YOUR TASK -
Edit the listing below by replacing "record the integer pixel values" with "list the whole-number pixel coordinates" wherever it occurs, keeping everything else the same. Leave the pictures out.

DATASET -
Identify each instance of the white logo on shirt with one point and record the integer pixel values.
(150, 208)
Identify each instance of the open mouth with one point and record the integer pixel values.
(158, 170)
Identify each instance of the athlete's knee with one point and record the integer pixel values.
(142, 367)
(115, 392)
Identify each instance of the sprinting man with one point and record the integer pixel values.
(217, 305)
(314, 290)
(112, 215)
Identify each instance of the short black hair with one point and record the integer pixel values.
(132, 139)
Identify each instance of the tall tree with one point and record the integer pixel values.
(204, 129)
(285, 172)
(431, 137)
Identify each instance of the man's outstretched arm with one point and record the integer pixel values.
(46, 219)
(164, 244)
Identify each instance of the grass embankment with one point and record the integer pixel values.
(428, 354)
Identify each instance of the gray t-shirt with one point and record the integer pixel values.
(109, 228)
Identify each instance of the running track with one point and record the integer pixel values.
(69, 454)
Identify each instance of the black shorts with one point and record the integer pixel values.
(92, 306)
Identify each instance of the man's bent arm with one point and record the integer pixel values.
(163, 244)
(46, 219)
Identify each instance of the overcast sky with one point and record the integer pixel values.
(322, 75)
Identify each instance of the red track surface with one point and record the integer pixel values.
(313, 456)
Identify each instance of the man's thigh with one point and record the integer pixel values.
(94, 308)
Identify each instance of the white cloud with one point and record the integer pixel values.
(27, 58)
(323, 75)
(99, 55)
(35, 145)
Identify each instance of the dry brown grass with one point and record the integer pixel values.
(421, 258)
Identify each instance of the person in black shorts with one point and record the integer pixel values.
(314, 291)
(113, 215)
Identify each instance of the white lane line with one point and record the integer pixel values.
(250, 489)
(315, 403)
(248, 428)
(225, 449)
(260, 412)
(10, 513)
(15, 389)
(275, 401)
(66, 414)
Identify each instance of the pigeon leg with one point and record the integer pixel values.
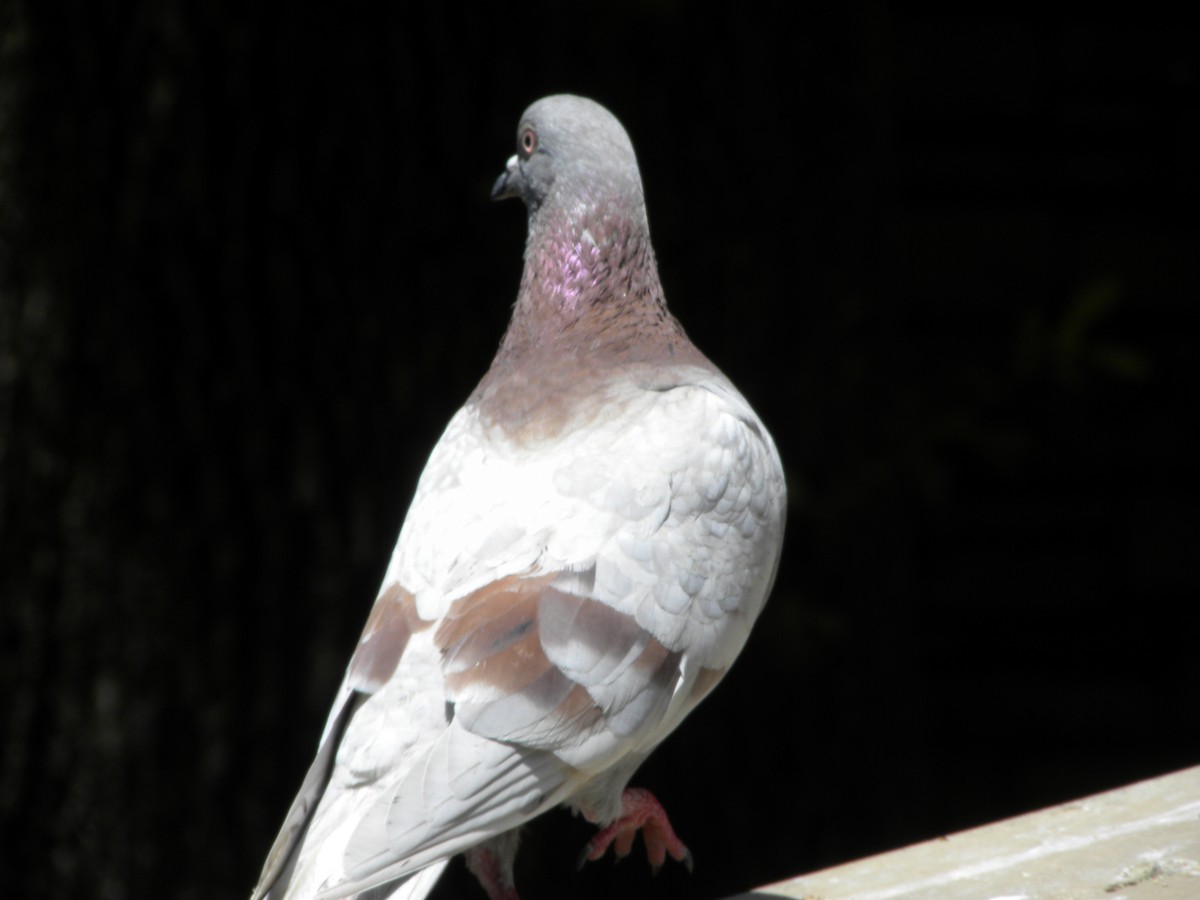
(493, 875)
(640, 811)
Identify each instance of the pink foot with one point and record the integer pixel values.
(640, 811)
(495, 877)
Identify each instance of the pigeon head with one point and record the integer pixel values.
(571, 151)
(591, 306)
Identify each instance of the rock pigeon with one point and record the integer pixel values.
(588, 547)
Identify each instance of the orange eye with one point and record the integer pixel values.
(528, 142)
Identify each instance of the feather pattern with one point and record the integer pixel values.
(587, 550)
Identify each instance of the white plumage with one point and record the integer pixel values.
(564, 591)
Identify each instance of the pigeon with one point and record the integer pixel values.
(588, 546)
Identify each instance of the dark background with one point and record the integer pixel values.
(249, 270)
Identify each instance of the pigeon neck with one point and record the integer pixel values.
(591, 310)
(591, 282)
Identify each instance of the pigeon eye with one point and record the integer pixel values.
(528, 142)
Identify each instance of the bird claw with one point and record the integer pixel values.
(640, 811)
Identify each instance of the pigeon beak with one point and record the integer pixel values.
(509, 183)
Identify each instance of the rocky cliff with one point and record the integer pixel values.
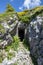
(32, 22)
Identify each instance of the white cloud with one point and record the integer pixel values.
(30, 4)
(21, 8)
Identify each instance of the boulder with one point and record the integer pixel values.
(34, 37)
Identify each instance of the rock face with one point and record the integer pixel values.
(22, 57)
(35, 38)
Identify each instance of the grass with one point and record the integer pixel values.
(28, 15)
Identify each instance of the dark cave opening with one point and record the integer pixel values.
(21, 33)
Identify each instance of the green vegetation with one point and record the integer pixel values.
(9, 8)
(27, 15)
(14, 45)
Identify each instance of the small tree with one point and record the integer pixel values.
(9, 8)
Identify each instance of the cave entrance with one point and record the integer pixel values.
(21, 33)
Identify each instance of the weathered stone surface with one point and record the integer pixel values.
(21, 57)
(35, 38)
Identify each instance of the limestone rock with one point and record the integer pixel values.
(35, 38)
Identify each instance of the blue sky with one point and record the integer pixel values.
(20, 5)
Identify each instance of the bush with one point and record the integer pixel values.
(15, 43)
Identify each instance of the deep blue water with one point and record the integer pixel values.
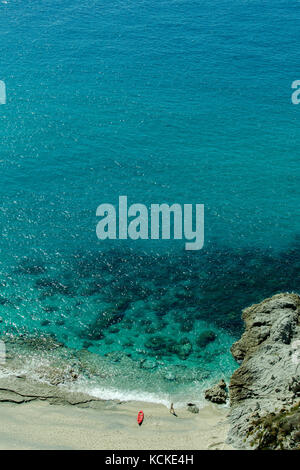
(163, 101)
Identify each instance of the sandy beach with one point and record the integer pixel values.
(111, 426)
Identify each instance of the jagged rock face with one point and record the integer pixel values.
(268, 379)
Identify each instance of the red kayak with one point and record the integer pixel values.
(140, 418)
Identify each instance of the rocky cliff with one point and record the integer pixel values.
(265, 389)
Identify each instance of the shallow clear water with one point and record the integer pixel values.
(168, 101)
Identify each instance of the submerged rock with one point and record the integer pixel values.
(192, 408)
(217, 394)
(205, 338)
(268, 379)
(105, 319)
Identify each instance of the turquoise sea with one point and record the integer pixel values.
(175, 101)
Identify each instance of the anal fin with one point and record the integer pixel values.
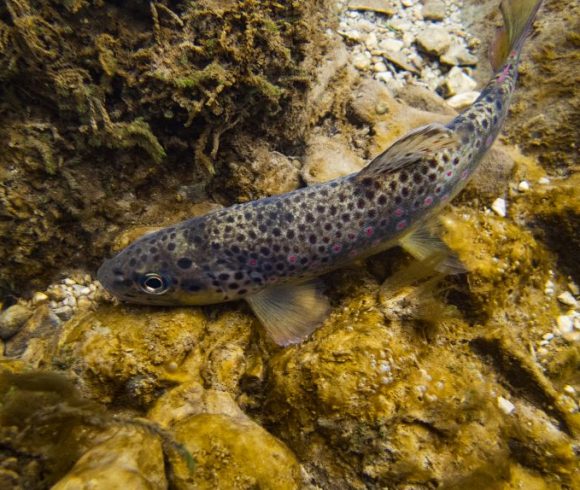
(423, 245)
(290, 312)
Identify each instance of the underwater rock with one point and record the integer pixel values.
(457, 82)
(269, 173)
(329, 158)
(129, 352)
(233, 452)
(434, 40)
(433, 10)
(127, 458)
(36, 342)
(12, 319)
(458, 54)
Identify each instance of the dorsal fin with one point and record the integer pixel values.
(409, 149)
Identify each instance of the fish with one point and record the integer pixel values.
(272, 251)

TASK SOLUTION -
Identify each instance of the white logo on shirt with one point and list the whole-number pixel coordinates.
(150, 208)
Identify each instance of the open mouth with one point and list the whole-number pixel coordinates.
(158, 170)
Identify each instance of the athlete's knee with one point and list the whole-number pixel coordinates.
(142, 367)
(115, 392)
Identify each instance of the sprinting man with one point and list the whole-number pixel coordinates.
(217, 305)
(314, 290)
(112, 215)
Identify each instance of the short black hair with one point and list the whole-number pixel coordinates.
(132, 139)
Identify each instance of the tall tree with one point and list the whole-number pixel coordinates.
(204, 129)
(285, 172)
(431, 137)
Identify each instance of the man's outstretched arm with one point and list the whole-number pixel coordinates.
(46, 219)
(164, 244)
Identify each instance of the grass embankment with one point and list the whole-number pixel coordinates.
(428, 354)
Identify each instance of the gray t-shirt with one point and list the whole-number pixel coordinates.
(109, 228)
Identify each instance of the running track with one point and list the whole-number pixel coordinates.
(69, 454)
Identify each instance of the black shorts with one point and list the whole-number pixel coordinates.
(92, 306)
Identify each instance of the man's bent arm with one point and list the whole-number pixel coordinates.
(163, 244)
(46, 219)
Identify each instance of the overcast sky with one point and list the whole-number pixel coordinates.
(322, 75)
Identify each instance of the red track surface with one point and list the whole-number pixel coordinates.
(313, 456)
Identify each instance of the man's thigh with one point and list the whole-number pixel coordinates.
(94, 308)
Identify each instance of the white cloud with one point and list the whole-number pixel coordinates.
(27, 58)
(323, 75)
(99, 55)
(35, 145)
Identify each instance of the dry brown grass with one point and list the whole-number pixel coordinates.
(421, 258)
Identify each instance of the person in black shorts with one point and list the whole-number pixel coordinates.
(314, 291)
(113, 215)
Identify each instance of the white lane line with one point and list the whole-number pixel coordinates.
(250, 489)
(315, 403)
(248, 428)
(225, 449)
(260, 412)
(10, 513)
(15, 389)
(275, 401)
(66, 414)
Identify each instance of the pigeon leg with one point and list the whole-number pixel coordinates.
(493, 875)
(640, 811)
Identify each instance of the pink foot with one point and list the whole-number pixel coordinates.
(640, 811)
(495, 877)
Identify each instance of the pigeon head with one point and list the whole-number pixel coordinates.
(571, 151)
(591, 306)
Identify each instance of the rock pigeon with one point and list the whole-number pixel coordinates.
(588, 547)
Identify each instance of the orange eye with one point and list the whole-number pixel coordinates.
(528, 142)
Identify each instance of the feather pattern with one point and list the whole-number pixel coordinates.
(587, 550)
Identify each instance of the white plumage with one point and list the whole-number pixel coordinates.
(564, 591)
Identify each instance of the pigeon with one point and list the whole-number pixel coordinates.
(588, 546)
Identify each instance of the dark background with one point and list the whole-number pixel coordinates.
(249, 270)
Identify each instance of the pigeon neck with one point and list the whole-number pixel coordinates.
(591, 310)
(591, 282)
Identify each instance of the pigeon eye with one point and list the whole-number pixel coordinates.
(528, 142)
Identify each instance of the bird claw with one point and list the whole-number pixel coordinates.
(640, 811)
Identify each instance of the pigeon beak with one point and list the whole-number pixel coordinates.
(509, 183)
Identify each instance of the rocky cliff with one point and list the whole-number pixel coordinates.
(32, 22)
Identify each instance of the white cloud with one point and list the whole-number pixel coordinates.
(30, 4)
(21, 8)
Identify each instance of the boulder with one point and list the whole-number pixel coordinates.
(34, 37)
Identify each instance of the rock face with one point and list the whole-number pixel coordinates.
(22, 57)
(35, 38)
Identify each instance of the grass with one point and list the whole-number pixel coordinates.
(28, 15)
Identify each instance of the dark cave opening with one point and list the whole-number pixel coordinates.
(21, 33)
Identify each instance of the green vegetation with one point and list the whole-number pixel coordinates.
(9, 8)
(27, 15)
(14, 45)
Identify each instance of the small tree with one point and list the whole-number pixel coordinates.
(9, 8)
Identify each instance of the cave entrance with one point and list the whole-number pixel coordinates.
(21, 33)
Identify each instance of the weathered stone surface with one point and list the whole-number pixel coordinates.
(21, 57)
(35, 38)
Identify each instance of the limestone rock with one point and list the whole-number pixel coordinates.
(35, 38)
Identify each instance of the blue sky with one point and list the whole-number pixel coordinates.
(20, 5)
Identify each instance of the bush with one point and list the whole-number pixel coordinates.
(15, 43)
Identify each instance of the deep blue water with one point and list the whole-number pixel coordinates.
(163, 101)
Identify each instance of the sandy beach with one point and list the whole-number pixel coordinates.
(111, 426)
Identify each instance of the jagged rock face with one point and list the whole-number pixel coordinates.
(268, 379)
Identify each instance of the red kayak with one point and list the whole-number pixel coordinates.
(140, 418)
Identify each instance of the rocky cliff with one point and list the whole-number pixel coordinates.
(265, 389)
Identify each instance of the shallow clear water with one point and list the whole-number pixel coordinates.
(168, 101)
Identify each instance of the submerged rock with one point and list the whole-number pixel coordinates.
(192, 408)
(217, 394)
(205, 338)
(268, 379)
(105, 319)
Identify each instance of the turquoise sea with one point and list the whole-number pixel coordinates.
(175, 101)
Identify each instance of the anal fin with one point and list the whole-number pixel coordinates.
(423, 245)
(290, 312)
Identify each instance of the underwater rock with one point and list the whole-number pixel coordinates.
(457, 82)
(269, 173)
(329, 158)
(129, 352)
(233, 452)
(434, 40)
(433, 10)
(127, 458)
(36, 342)
(12, 319)
(458, 54)
Identify each instance of the dorsal fin with one point and list the whole-number pixel coordinates.
(409, 149)
Identify each instance of the fish with one point and list the whole-number pixel coordinates.
(272, 251)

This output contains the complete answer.